● **What you should do**: A complete answer lists every line of the entries below where the string "like" appears.

● **Given information**:
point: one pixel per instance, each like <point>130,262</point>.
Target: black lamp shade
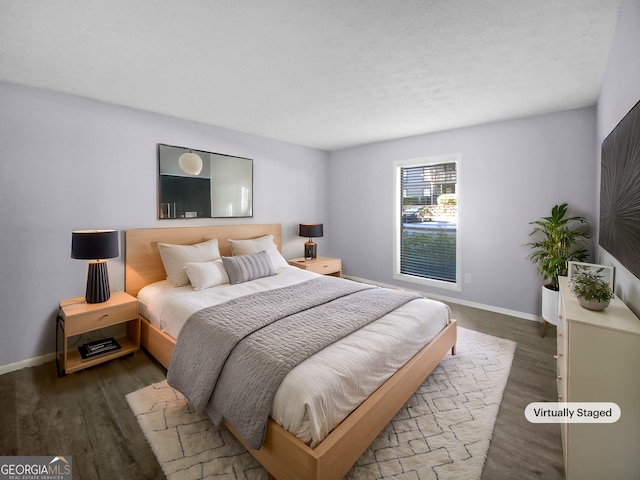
<point>312,230</point>
<point>95,245</point>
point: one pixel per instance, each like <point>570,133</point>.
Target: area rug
<point>442,432</point>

● **Solution for this problem**:
point: one pixel per instance, each like <point>130,262</point>.
point: one pixel per instance, each like <point>570,133</point>.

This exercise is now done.